── TEXTE À LIRE

Moyen-Orient

Donald Trump

La situation au Moyen-Orient est très compliquée et évolue rapidement, comme le montre le récent accord sur la normalisation des relations entre Israël et les Émirats arabes unis (EAU), qui a été suivi par le Bahreïn et le Soudan. Afin de comprendre ce qui s'y passe, il est utile de prendre en compte trois variables qui sont déterminantes.

Le premier est le changement de la politique américaine à l'égard de la région. Traditionnellement, les États-Unis y poursuivent trois objectifs bien définis : sécuriser l'accès au pétrole, contenir l'URSS et protéger Israël. Aujourd'hui, ils sont autosuffisants sur le plan énergétique, l'URSS n'existe pas, même si Poutine sort la poitrine, et Israël se défend. Après les attaques du 11 septembre, l'invasion de l'Irak a supprimé le nid de frelons, a déclenché la lutte entre sunnites et chiites et a donné à l'Iran un net avantage stratégique en éliminant son ennemi irakien traditionnel. Puis Obama a encouragé la liberté plutôt que la stabilité (discours au Caire en 2009), ouvrant la voie au Printemps arabe et au balayage subséquent des dictateurs dans des pays qui sont ensuite tombés dans l'anarchie ou des factions islamistes parce qu'ils étaient les seules forces organisées existantes.

────
── ENTRÉES

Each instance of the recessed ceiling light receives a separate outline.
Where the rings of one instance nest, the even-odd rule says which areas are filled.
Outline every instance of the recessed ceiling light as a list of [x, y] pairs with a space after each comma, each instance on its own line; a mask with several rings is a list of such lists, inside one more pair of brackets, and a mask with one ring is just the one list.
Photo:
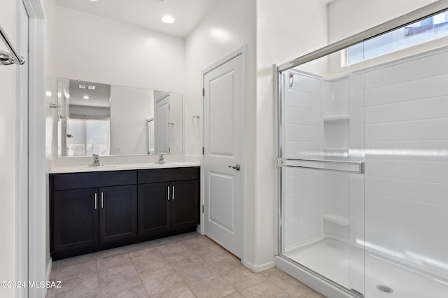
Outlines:
[[171, 15], [164, 15], [163, 17], [162, 17], [162, 22], [167, 24], [172, 24], [175, 20], [174, 20], [174, 18]]

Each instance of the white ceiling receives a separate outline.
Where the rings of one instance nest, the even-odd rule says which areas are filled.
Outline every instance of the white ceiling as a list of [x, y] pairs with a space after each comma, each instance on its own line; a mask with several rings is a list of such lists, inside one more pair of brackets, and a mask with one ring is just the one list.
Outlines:
[[[80, 85], [84, 85], [85, 89], [80, 88]], [[95, 86], [94, 90], [89, 90], [88, 85]], [[70, 94], [70, 104], [73, 106], [96, 106], [98, 108], [111, 107], [111, 85], [100, 84], [86, 80], [70, 80], [69, 89]], [[88, 96], [85, 99], [84, 96]]]
[[[134, 24], [177, 37], [186, 37], [219, 0], [55, 0], [57, 5]], [[163, 3], [164, 2], [164, 3]], [[176, 19], [165, 24], [160, 18]]]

────

• CONSIGNE: D'après le texte sur le Moyen-Orient, quels sont les objectifs que les États-Unis poursuivent traditionnellement dans la région ? Donnez-les tous.

• CORRIGÉ:
- sécuriser l'accès au pétrole
- contenir l'URSS
- protéger Israël